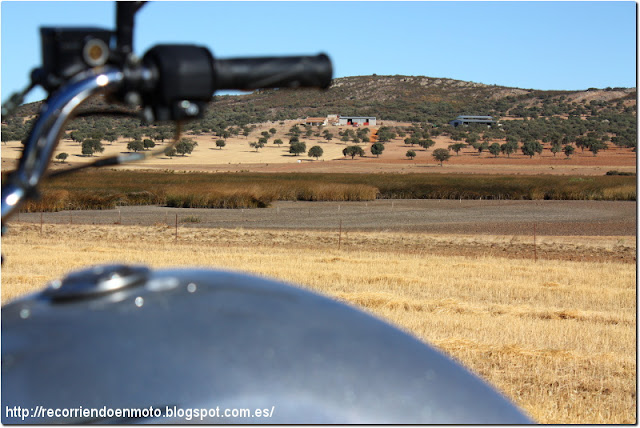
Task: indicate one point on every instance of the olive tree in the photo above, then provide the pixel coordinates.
(441, 155)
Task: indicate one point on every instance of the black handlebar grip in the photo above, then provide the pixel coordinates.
(273, 72)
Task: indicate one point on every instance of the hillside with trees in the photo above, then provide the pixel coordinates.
(588, 119)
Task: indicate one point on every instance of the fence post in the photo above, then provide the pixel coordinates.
(535, 250)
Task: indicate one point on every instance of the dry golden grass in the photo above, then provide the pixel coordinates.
(557, 337)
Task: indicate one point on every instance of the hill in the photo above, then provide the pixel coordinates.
(415, 107)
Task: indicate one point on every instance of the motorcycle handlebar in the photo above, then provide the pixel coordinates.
(272, 72)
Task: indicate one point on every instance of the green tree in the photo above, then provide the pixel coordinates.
(62, 157)
(185, 146)
(257, 145)
(135, 146)
(509, 147)
(426, 143)
(148, 143)
(495, 149)
(91, 146)
(315, 152)
(171, 152)
(531, 147)
(353, 151)
(441, 155)
(457, 147)
(377, 149)
(297, 148)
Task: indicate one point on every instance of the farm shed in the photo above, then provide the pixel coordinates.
(357, 120)
(315, 121)
(466, 120)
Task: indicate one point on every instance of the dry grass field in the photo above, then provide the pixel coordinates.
(558, 337)
(237, 155)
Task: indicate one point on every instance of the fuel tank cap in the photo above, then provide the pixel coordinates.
(96, 281)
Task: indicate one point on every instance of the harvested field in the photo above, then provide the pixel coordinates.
(237, 155)
(558, 337)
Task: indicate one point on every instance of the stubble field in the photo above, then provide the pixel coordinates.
(552, 325)
(556, 336)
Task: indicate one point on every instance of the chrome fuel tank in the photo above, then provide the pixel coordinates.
(193, 344)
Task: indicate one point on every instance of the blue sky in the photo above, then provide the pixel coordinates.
(539, 45)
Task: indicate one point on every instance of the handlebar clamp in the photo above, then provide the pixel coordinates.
(182, 81)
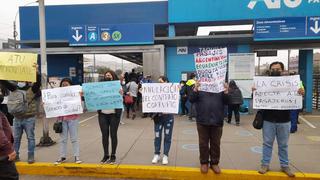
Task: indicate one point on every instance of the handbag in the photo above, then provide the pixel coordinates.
(156, 117)
(127, 98)
(57, 127)
(258, 120)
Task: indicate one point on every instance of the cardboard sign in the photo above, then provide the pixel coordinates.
(103, 95)
(160, 98)
(279, 93)
(18, 66)
(211, 67)
(62, 101)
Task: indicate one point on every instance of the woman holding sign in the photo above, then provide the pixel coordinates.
(162, 122)
(109, 120)
(70, 125)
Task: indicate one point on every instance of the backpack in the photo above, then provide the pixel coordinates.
(17, 103)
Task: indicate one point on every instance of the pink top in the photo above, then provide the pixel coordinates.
(68, 117)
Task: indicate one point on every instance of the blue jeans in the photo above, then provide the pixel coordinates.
(167, 126)
(27, 125)
(69, 127)
(270, 131)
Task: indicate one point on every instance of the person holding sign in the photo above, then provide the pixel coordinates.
(22, 105)
(109, 120)
(70, 124)
(162, 122)
(210, 115)
(235, 100)
(276, 124)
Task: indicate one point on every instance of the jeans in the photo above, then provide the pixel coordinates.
(167, 126)
(184, 108)
(209, 135)
(109, 123)
(8, 170)
(69, 127)
(234, 108)
(270, 131)
(27, 125)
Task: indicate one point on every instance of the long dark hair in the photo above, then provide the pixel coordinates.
(113, 74)
(233, 85)
(66, 80)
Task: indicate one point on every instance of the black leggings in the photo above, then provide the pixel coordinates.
(234, 108)
(109, 122)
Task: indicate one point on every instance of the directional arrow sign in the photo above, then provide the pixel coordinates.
(316, 28)
(77, 37)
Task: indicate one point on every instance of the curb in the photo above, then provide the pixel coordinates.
(145, 172)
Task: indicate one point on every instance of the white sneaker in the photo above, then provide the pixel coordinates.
(155, 159)
(165, 160)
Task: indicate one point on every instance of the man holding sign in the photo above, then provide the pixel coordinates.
(276, 95)
(209, 97)
(22, 99)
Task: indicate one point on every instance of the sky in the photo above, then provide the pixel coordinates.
(9, 11)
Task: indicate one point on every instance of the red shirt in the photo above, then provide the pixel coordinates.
(6, 138)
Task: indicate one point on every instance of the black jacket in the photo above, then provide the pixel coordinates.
(209, 107)
(235, 96)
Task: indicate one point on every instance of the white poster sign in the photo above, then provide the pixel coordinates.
(241, 66)
(62, 101)
(211, 67)
(160, 98)
(279, 93)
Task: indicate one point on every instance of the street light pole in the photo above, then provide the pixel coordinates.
(15, 32)
(45, 139)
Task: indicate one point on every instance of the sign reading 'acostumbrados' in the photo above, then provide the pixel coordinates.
(160, 98)
(62, 101)
(18, 66)
(103, 95)
(211, 67)
(277, 93)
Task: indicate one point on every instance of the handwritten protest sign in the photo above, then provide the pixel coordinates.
(18, 66)
(103, 95)
(160, 97)
(62, 101)
(211, 67)
(277, 93)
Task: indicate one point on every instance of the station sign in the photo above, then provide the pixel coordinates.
(289, 28)
(112, 34)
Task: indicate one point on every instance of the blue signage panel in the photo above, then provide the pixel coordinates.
(288, 28)
(188, 11)
(113, 34)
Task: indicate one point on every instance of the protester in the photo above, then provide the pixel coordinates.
(132, 90)
(235, 99)
(26, 120)
(8, 169)
(70, 126)
(210, 115)
(162, 123)
(183, 98)
(190, 85)
(276, 124)
(294, 114)
(4, 93)
(109, 120)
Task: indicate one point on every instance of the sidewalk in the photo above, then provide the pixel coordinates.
(240, 148)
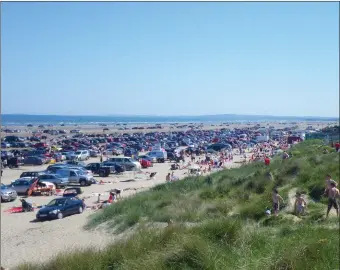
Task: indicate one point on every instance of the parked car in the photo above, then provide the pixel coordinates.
(94, 153)
(99, 168)
(81, 155)
(116, 168)
(54, 168)
(7, 194)
(61, 207)
(76, 177)
(31, 160)
(21, 185)
(146, 157)
(127, 163)
(57, 180)
(14, 162)
(74, 162)
(145, 163)
(31, 174)
(160, 156)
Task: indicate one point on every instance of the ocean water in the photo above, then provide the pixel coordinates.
(22, 119)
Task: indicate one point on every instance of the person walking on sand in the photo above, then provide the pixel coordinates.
(276, 201)
(333, 194)
(300, 204)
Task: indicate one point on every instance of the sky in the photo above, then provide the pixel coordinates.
(170, 58)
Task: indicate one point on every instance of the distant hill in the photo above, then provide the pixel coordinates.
(11, 119)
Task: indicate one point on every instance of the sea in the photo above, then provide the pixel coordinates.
(25, 119)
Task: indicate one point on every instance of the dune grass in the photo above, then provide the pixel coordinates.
(229, 229)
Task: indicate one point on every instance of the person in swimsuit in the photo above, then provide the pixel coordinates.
(329, 181)
(333, 194)
(276, 201)
(300, 204)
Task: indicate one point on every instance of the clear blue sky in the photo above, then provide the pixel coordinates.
(170, 58)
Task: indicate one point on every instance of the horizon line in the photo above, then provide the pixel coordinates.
(145, 115)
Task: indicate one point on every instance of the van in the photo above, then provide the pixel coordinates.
(126, 162)
(82, 155)
(160, 156)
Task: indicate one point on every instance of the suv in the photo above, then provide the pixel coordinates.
(82, 155)
(7, 194)
(76, 177)
(127, 163)
(31, 174)
(57, 180)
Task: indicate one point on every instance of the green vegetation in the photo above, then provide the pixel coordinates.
(219, 221)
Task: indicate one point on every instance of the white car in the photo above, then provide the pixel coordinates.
(82, 155)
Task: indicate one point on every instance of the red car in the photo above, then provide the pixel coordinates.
(40, 145)
(145, 163)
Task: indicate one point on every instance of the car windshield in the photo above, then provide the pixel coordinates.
(56, 202)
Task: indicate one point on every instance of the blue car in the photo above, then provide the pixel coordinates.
(61, 207)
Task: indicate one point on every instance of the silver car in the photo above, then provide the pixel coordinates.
(7, 194)
(21, 185)
(57, 180)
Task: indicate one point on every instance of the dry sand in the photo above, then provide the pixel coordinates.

= ABOUT THIS EXERCISE =
Could you set down the records above exactly, skipping any picture?

= ANSWER TO THIS TASK =
Task: indicate one point on every instance of the olive tree in the photo above, then provide the pixel coordinates.
(441, 155)
Task: indicate one point on every instance of the black handlebar grip in the photo above, then provide the pixel coordinates.
(273, 72)
Task: indicate one point on every instance of the hillside with trees in the photo above, then provide the pixel coordinates.
(588, 119)
Task: indicate one point on every instance of the fence post in the photo above, then provide the pixel coordinates.
(535, 250)
Task: indicate one point on every instance of the dry golden grass in the photo above, then provide the pixel coordinates.
(557, 337)
Task: indicate one point on every instance of the hill in the photo above, then provide the pixel coordinates.
(415, 107)
Task: indicate one point on every instance of the motorcycle handlebar in the photo above, then provide the pixel coordinates.
(272, 72)
Task: indicate one point on every instance of the green tree in the photo above, then provide the pixel coordinates.
(62, 157)
(185, 146)
(257, 145)
(135, 146)
(509, 147)
(426, 143)
(148, 143)
(495, 149)
(91, 146)
(315, 152)
(171, 152)
(531, 147)
(353, 151)
(441, 155)
(457, 147)
(377, 149)
(297, 148)
Task: indicate one point on every instance of the farm shed in the photo above, then provide the pixel coordinates.
(357, 120)
(315, 121)
(466, 120)
Task: indicate one point on every instance of the dry grass field in the photo above, then provide the pixel coordinates.
(558, 337)
(237, 155)
Task: indicate one point on every instance of the fuel tank cap in the photo above, then provide the pixel coordinates.
(96, 281)
Task: indicate one point on every instance of the harvested field in the photo above, then provide the pixel coordinates.
(237, 155)
(558, 337)
Task: indicate one point on every instance of the stubble field in the photo above, then provide the pixel coordinates.
(552, 325)
(556, 336)
Task: indicate one point on every instance of the chrome fuel tank in the photo above, then provide the pixel coordinates.
(193, 344)
Task: indicate one point on every instance of the blue sky in the photo above, then provide the pixel coordinates.
(539, 45)
Task: indicate one point on every instance of the handlebar clamp in the photo above, then provide the pixel coordinates.
(182, 81)
Task: indicate one point on every instance of the handbag in the photo above, then provide the pixel coordinates.
(156, 117)
(127, 98)
(57, 127)
(258, 120)
Task: indicate one point on every instance of the cardboard sign in the photo above, then provide the pixel coordinates.
(103, 95)
(160, 98)
(279, 93)
(18, 66)
(211, 67)
(62, 101)
Task: indicate one point on every instance of the woman holding sign in the photo above, then provide the pixel coordinates.
(162, 122)
(109, 120)
(70, 125)
Task: indicate one point on every instance of the backpack in the photo above, then provide the pixel coordinates.
(17, 103)
Task: indicate one point on every instance of the pink top in the photo above, then provide the pixel coordinates.
(68, 117)
Task: indicate one point on every instance of the blue jeans in the photo above, then provide the pixel coordinates.
(167, 126)
(27, 125)
(69, 127)
(270, 131)
Task: indicate one point on every instance of the person holding sign in the photo above, then provide the pixel coordinates.
(22, 105)
(109, 120)
(70, 124)
(162, 122)
(210, 115)
(235, 100)
(276, 124)
Task: indicate one point on every instance of the jeans in the photo above, then provide the pixel coordinates.
(167, 126)
(184, 108)
(209, 135)
(109, 123)
(8, 170)
(69, 127)
(234, 108)
(270, 131)
(27, 125)
Task: indicate one point on every instance of the long dark hair in the photo above, then provide the pixel coordinates.
(113, 74)
(233, 85)
(66, 80)
Task: indicate one point on every instance of the black leggings in the photo above, then provide the pixel coordinates.
(234, 108)
(109, 122)
Task: indicate one point on every instance of the directional arrow sign in the photo above, then provide the pixel coordinates.
(316, 28)
(77, 37)
Task: indicate one point on every instance of the curb in the photo above, then provide the pixel coordinates.
(145, 172)
Task: indicate one point on every instance of the white sneaker in the photo above, then provide the pixel coordinates.
(155, 159)
(165, 160)
Task: indicate one point on every instance of the man holding sign in the photo above, then provide the pixel coordinates.
(276, 95)
(209, 97)
(22, 99)
Task: indicate one point on every instance of the sky in the photo above, then provide the pixel coordinates.
(9, 11)
Task: indicate one point on every instance of the red shirt in the photo above, then provide the pixel coordinates.
(6, 138)
Task: indicate one point on every instance of the black jacket in the photo above, then provide the pixel coordinates.
(209, 107)
(235, 96)
Task: indicate one point on every instance of the white poster sign in the photo above, then provide the pixel coordinates.
(241, 66)
(62, 101)
(211, 67)
(160, 98)
(279, 93)
Task: indicate one point on every instance of the street light pole in the photo above, then provide the pixel coordinates.
(15, 32)
(45, 139)
Task: indicate one point on every instance of the sign reading 'acostumbrados' in the photo above, then provide the pixel coordinates.
(160, 98)
(62, 101)
(18, 66)
(103, 95)
(211, 67)
(277, 93)
Task: indicate one point on every instance of the handwritten protest sign in the photo above, then provide the pixel coordinates.
(18, 66)
(103, 95)
(160, 97)
(62, 101)
(211, 67)
(277, 93)
Task: indicate one point on every instance of the station sign in the photo above, then provide the pixel coordinates.
(289, 28)
(112, 34)
Task: indicate one point on every instance of the blue signage panel in the photo above, then provide the pixel coordinates.
(288, 28)
(188, 11)
(113, 34)
Task: indicate one point on every instance of the protester in the photo above, then provide the pixel coordinates.
(132, 90)
(235, 99)
(26, 120)
(8, 169)
(70, 126)
(210, 115)
(162, 123)
(183, 98)
(190, 85)
(276, 124)
(294, 114)
(4, 93)
(109, 120)
Task: indicate one point on every instance of the sidewalk in the photo above, then provide the pixel coordinates.
(240, 148)
Task: indicate one point on every instance of the parked car in the photo above, then provide the pixel coordinates.
(94, 153)
(99, 168)
(81, 155)
(116, 168)
(54, 168)
(7, 194)
(61, 207)
(76, 177)
(31, 160)
(21, 185)
(146, 157)
(127, 163)
(57, 180)
(14, 162)
(74, 162)
(145, 163)
(31, 174)
(160, 156)
Task: indicate one point on every instance of the ocean water in the photo above, then provide the pixel coordinates.
(22, 119)
Task: indicate one point on every instance of the person walking on sand in the photo above, then provide the pixel coordinates.
(276, 201)
(333, 194)
(300, 204)
Task: indicate one point on every instance of the sky in the photo above, then provide the pixel coordinates.
(170, 58)
Task: indicate one point on every instance of the distant hill in the photo above, then provide the pixel coordinates.
(11, 119)
Task: indicate one point on every instance of the sea in the photo above, then provide the pixel coordinates.
(25, 119)
Task: indicate one point on every instance of the dune grass in the photo above, then provide the pixel coordinates.
(229, 229)
Task: indicate one point on every instance of the person in swimsuit in the photo above, then provide the pixel coordinates.
(329, 181)
(333, 194)
(276, 201)
(300, 204)
Task: indicate one point on every instance of the clear blue sky in the photo above, then provide the pixel coordinates.
(170, 58)
Task: indicate one point on every instance of the horizon line in the photo above, then provide the pixel coordinates.
(145, 115)
Task: indicate one point on every instance of the van in the photo above, then provide the pixel coordinates.
(126, 162)
(82, 155)
(160, 156)
Task: indicate one point on every instance of the suv in the photo above, then provide the pixel coordinates.
(82, 155)
(7, 194)
(76, 177)
(127, 163)
(31, 174)
(57, 180)
Task: indicate one point on every instance of the green vegetation in the photo above, then provide the pixel coordinates.
(219, 221)
Task: indicate one point on every instance of the white car in the photo above, then provide the pixel coordinates.
(82, 155)
Task: indicate one point on every instance of the red car in the photo above, then provide the pixel coordinates.
(40, 145)
(145, 163)
Task: indicate one point on every instance of the car windshield in the photo above, then provide the pixel coordinates.
(56, 202)
Task: indicate one point on every instance of the blue car in the photo above, then provide the pixel coordinates.
(61, 207)
Task: indicate one point on every instance of the silver car in the photo above, then provide the pixel coordinates.
(7, 194)
(21, 185)
(57, 180)
Task: indicate one point on every instance of the dry sand in the photo above, then provide the pixel coordinates.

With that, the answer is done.